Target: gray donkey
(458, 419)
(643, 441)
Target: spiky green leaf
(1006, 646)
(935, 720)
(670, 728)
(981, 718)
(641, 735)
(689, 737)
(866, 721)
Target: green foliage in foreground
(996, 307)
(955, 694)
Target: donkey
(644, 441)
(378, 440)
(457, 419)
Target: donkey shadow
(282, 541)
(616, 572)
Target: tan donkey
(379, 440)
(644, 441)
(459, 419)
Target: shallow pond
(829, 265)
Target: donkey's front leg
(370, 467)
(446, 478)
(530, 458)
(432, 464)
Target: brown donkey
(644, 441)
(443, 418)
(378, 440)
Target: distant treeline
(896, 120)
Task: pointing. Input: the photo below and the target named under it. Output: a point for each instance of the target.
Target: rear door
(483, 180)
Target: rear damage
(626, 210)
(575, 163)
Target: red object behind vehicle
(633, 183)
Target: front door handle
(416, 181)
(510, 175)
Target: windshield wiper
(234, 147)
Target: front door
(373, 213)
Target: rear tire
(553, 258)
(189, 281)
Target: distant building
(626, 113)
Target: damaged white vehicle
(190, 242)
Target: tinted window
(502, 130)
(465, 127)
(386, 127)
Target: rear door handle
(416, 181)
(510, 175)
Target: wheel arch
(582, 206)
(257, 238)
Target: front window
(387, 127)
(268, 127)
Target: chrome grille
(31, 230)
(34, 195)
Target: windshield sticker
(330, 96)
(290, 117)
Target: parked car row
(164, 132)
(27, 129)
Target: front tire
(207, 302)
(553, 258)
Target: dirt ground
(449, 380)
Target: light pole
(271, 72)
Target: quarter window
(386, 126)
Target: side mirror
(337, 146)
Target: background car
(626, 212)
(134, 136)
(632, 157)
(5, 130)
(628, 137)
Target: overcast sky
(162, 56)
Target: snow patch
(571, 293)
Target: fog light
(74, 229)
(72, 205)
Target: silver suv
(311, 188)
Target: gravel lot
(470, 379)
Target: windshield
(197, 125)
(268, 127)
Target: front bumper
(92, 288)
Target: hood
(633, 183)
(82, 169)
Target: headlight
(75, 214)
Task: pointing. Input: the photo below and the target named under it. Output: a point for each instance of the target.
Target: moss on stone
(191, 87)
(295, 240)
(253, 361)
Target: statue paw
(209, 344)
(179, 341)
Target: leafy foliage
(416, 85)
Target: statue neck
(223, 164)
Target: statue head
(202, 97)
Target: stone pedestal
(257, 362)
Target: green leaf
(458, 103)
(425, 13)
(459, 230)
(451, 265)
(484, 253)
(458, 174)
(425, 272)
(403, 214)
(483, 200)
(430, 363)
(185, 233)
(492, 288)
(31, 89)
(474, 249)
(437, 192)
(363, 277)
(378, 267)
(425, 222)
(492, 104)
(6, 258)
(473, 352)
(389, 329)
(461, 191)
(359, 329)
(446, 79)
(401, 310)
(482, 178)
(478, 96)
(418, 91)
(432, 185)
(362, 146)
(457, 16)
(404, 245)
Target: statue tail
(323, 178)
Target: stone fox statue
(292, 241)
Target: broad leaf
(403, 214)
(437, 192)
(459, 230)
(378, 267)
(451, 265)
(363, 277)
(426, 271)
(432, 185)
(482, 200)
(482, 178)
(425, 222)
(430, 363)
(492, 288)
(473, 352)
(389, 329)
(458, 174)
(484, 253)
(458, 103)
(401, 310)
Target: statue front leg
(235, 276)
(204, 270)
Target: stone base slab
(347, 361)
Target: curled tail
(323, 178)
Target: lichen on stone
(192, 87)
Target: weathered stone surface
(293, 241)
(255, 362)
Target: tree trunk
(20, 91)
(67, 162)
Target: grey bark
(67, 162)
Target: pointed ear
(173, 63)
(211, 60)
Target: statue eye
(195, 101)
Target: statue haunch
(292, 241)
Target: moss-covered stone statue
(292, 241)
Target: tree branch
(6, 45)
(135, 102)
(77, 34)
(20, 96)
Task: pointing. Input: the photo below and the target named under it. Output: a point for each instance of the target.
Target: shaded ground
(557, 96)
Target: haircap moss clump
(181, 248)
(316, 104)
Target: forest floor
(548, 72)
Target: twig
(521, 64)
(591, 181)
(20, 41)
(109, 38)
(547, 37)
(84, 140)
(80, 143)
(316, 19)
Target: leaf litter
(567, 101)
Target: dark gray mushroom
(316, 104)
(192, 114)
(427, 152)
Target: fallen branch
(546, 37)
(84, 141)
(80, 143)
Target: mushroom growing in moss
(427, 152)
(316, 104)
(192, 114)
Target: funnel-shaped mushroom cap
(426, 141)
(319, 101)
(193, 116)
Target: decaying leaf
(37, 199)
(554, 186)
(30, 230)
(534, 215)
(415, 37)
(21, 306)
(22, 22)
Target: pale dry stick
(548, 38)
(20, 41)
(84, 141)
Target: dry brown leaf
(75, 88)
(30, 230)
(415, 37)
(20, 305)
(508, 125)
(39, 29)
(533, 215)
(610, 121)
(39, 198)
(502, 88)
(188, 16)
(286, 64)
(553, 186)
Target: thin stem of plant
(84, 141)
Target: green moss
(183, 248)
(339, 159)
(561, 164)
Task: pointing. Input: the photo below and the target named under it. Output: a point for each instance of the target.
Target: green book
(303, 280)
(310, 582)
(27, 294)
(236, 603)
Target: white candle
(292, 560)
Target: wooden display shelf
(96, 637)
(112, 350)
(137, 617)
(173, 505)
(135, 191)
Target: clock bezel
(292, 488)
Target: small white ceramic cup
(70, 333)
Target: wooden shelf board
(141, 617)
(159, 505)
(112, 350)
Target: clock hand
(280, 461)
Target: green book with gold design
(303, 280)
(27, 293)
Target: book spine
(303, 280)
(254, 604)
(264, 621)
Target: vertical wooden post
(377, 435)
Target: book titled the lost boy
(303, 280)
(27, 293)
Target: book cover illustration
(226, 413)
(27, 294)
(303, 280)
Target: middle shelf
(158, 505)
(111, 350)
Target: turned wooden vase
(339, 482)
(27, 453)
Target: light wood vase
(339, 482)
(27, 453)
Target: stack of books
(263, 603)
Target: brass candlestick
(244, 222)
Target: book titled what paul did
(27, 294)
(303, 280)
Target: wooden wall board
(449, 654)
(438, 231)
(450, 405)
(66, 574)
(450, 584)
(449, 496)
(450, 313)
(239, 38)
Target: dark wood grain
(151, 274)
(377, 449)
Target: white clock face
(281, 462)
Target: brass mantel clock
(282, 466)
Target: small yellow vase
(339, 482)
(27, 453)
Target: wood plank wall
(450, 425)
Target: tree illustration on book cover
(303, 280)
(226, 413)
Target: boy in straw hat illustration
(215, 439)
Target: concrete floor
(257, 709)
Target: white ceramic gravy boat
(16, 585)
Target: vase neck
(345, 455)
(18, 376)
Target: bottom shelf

> Challenge:
Copy out every line of the data above, word for word, from start to finish.

> Solution to the problem:
Target: gray donkey
(458, 419)
(643, 441)
Target: spiky green leaf
(1006, 646)
(935, 720)
(670, 728)
(981, 718)
(641, 735)
(689, 737)
(866, 721)
Target: green foliage in foreground
(996, 307)
(955, 694)
Target: donkey
(644, 441)
(378, 440)
(457, 419)
Target: donkey shadow
(282, 541)
(616, 572)
Target: tan donkey
(379, 440)
(644, 441)
(459, 419)
Target: shallow pond
(829, 265)
Target: donkey's front leg
(370, 467)
(446, 478)
(530, 458)
(432, 464)
Target: brown donkey
(644, 441)
(443, 418)
(378, 440)
Target: distant treeline
(896, 120)
Task: pointing. Input: the photo below and the target named under it. Output: a point for each instance of the target.
Target: rear door
(483, 180)
Target: rear damage
(626, 210)
(575, 163)
Target: red object behind vehicle
(633, 183)
Target: front door handle
(416, 181)
(510, 175)
Target: windshield wiper
(234, 147)
Target: front door
(373, 213)
Target: rear tire
(553, 258)
(189, 281)
Target: distant building
(626, 113)
Target: damaged white vehicle
(190, 242)
Target: tinted window
(502, 130)
(465, 127)
(386, 127)
Target: rear door handle
(416, 181)
(510, 175)
Target: wheel arch
(582, 206)
(257, 238)
Target: front window
(387, 127)
(268, 127)
Target: chrome grille
(31, 230)
(34, 195)
Target: windshield sticker
(330, 96)
(290, 117)
Target: parked car row
(164, 132)
(27, 129)
Target: front tire
(207, 302)
(553, 258)
Target: dirt ground
(449, 380)
Target: light pole
(271, 72)
Target: quarter window
(386, 126)
Target: side mirror
(337, 146)
Target: background car
(626, 212)
(134, 136)
(632, 157)
(5, 130)
(628, 137)
Target: overcast sky
(162, 56)
Target: snow patch
(571, 293)
Target: fog light
(74, 229)
(72, 205)
Target: silver suv
(311, 188)
Target: gravel lot
(470, 379)
Target: windshield
(197, 125)
(268, 127)
Target: front bumper
(92, 288)
Target: hood
(633, 183)
(82, 169)
Target: headlight
(75, 214)
Task: pointing. Input: the photo below and the target named under it. Output: a point for each instance of the target.
Target: moss on stone
(191, 87)
(295, 240)
(253, 361)
Target: statue paw
(209, 344)
(179, 341)
Target: leafy foliage
(416, 85)
Target: statue neck
(223, 164)
Target: statue head
(202, 97)
Target: stone pedestal
(257, 362)
Target: green leaf
(458, 103)
(425, 13)
(459, 230)
(451, 265)
(484, 253)
(458, 174)
(425, 272)
(403, 214)
(483, 200)
(430, 363)
(185, 233)
(492, 288)
(31, 89)
(474, 249)
(437, 192)
(363, 277)
(378, 267)
(425, 222)
(492, 104)
(6, 258)
(473, 352)
(389, 329)
(461, 191)
(359, 329)
(446, 79)
(401, 310)
(482, 178)
(478, 96)
(418, 91)
(432, 185)
(362, 146)
(457, 16)
(404, 245)
Target: statue tail
(323, 178)
Target: stone fox statue
(292, 241)
Target: broad leaf
(403, 214)
(437, 192)
(459, 230)
(378, 267)
(451, 265)
(363, 277)
(426, 271)
(432, 185)
(482, 200)
(482, 178)
(425, 222)
(430, 363)
(492, 288)
(473, 352)
(389, 329)
(458, 174)
(484, 253)
(458, 103)
(401, 310)
Target: statue front leg
(235, 276)
(204, 270)
Target: stone base slab
(347, 361)
Target: curled tail
(323, 178)
Target: lichen on stone
(192, 87)
Target: weathered stone surface
(293, 241)
(255, 362)
Target: tree trunk
(20, 91)
(67, 162)
Target: grey bark
(67, 162)
Target: pointed ear
(173, 63)
(211, 60)
Target: statue eye
(195, 101)
Target: statue haunch
(292, 241)
Target: moss-covered stone statue
(292, 241)
Target: tree branch
(6, 45)
(135, 102)
(77, 34)
(20, 96)
Task: pointing. Input: the photo below and the target named under it. Output: a point for each instance of the target.
Target: shaded ground
(557, 96)
Target: haircap moss clump
(181, 248)
(316, 104)
Target: forest floor
(548, 72)
Target: twig
(521, 64)
(591, 181)
(20, 41)
(109, 38)
(547, 37)
(84, 140)
(80, 143)
(316, 19)
Target: leaf litter
(567, 101)
Target: dark gray mushroom
(316, 104)
(192, 114)
(427, 152)
Target: fallen branch
(546, 37)
(84, 141)
(80, 143)
Target: mushroom growing in moss
(427, 152)
(316, 104)
(192, 114)
Target: funnel-shaped mushroom cap
(426, 141)
(319, 101)
(193, 116)
Target: decaying leaf
(37, 199)
(554, 186)
(30, 230)
(534, 215)
(415, 37)
(21, 306)
(22, 22)
Target: pale dry stick
(548, 38)
(20, 41)
(84, 141)
Target: dry brown leaf
(75, 88)
(30, 230)
(415, 37)
(20, 305)
(508, 125)
(39, 29)
(533, 215)
(610, 121)
(39, 198)
(502, 88)
(188, 16)
(286, 64)
(553, 186)
Target: thin stem of plant
(84, 141)
Target: green moss
(183, 248)
(339, 159)
(561, 164)
Task: pointing. Input: the photo below and the target named under it. Output: a point for each instance of the target.
Target: green book
(303, 280)
(310, 582)
(27, 294)
(236, 603)
Target: white candle
(292, 560)
Target: wooden display shelf
(96, 637)
(112, 350)
(137, 617)
(173, 505)
(135, 191)
Target: clock bezel
(292, 488)
Target: small white ceramic cup
(70, 333)
Target: wooden shelf board
(141, 617)
(159, 505)
(112, 350)
Target: clock hand
(280, 461)
Target: green book with gold design
(303, 280)
(27, 293)
Target: book spine
(303, 280)
(254, 604)
(264, 621)
Target: vertical wooden post
(377, 435)
Target: book titled the lost boy
(303, 280)
(27, 293)
Target: book cover illustration
(226, 413)
(27, 294)
(303, 280)
Target: middle shelf
(158, 505)
(111, 350)
Target: turned wooden vase
(339, 482)
(27, 453)
Target: light wood vase
(339, 482)
(27, 453)
Target: stack of books
(263, 603)
Target: brass candlestick
(244, 222)
Target: book titled what paul did
(27, 294)
(303, 280)
Target: wooden wall board
(449, 654)
(438, 231)
(450, 405)
(66, 574)
(450, 584)
(449, 496)
(450, 313)
(239, 38)
Target: dark wood grain
(151, 274)
(377, 449)
Target: white clock face
(281, 462)
Target: brass mantel clock
(282, 466)
Target: small yellow vase
(339, 482)
(27, 453)
Target: wood plank wall
(450, 425)
Target: tree illustration on book cover
(303, 280)
(226, 413)
Target: boy in straw hat illustration
(215, 439)
Target: concrete floor
(257, 709)
Target: white ceramic gravy boat
(16, 585)
Target: vase neck
(345, 455)
(18, 376)
Target: bottom shelf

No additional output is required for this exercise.